▶ _PROVIDED DATA_
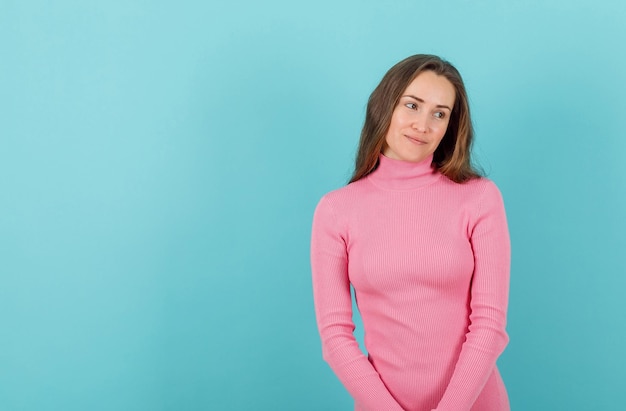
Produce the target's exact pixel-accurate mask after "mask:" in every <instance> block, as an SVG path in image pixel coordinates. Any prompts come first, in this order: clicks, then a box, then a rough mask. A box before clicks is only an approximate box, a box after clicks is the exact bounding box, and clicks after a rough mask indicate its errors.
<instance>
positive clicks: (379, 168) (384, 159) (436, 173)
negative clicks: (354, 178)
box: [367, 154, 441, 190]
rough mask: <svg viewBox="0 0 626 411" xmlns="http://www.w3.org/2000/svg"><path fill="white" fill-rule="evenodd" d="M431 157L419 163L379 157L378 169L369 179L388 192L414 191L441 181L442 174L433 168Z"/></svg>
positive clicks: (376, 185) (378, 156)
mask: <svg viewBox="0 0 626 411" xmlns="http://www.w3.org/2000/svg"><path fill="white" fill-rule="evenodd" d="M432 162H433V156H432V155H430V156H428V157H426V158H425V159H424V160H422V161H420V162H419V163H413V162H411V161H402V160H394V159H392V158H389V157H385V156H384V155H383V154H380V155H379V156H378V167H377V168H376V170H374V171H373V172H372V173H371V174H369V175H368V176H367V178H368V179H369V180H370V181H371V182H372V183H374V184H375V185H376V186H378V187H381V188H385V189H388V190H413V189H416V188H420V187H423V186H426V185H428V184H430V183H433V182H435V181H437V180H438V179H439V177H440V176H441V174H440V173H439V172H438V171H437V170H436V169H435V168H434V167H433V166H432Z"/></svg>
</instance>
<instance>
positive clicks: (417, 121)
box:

▶ _ABOUT THIS TASK_
Convert the entries, starting from their beginning and going on through the line with "box: [367, 154, 441, 190]", into a JSON list of strings with one string per line, skipping blank lines. Leave the pictures out of the list.

▶ _THE ANSWER_
[
  "Produce the target's exact pixel-accurate mask after \"mask:\" in every <instance> block, as an SVG path in image pixel coordinates. Any prompts come first, in this order: clicks, then a box, then a rough mask. A box before clicks is only an approximate box, a box after clicks is the exact bounding box, and clicks after a rough mask indicate its errors.",
  "<instance>",
  "positive clicks: (379, 168) (384, 159) (436, 173)",
  "negative clicks: (354, 178)",
  "box: [367, 154, 441, 190]"
]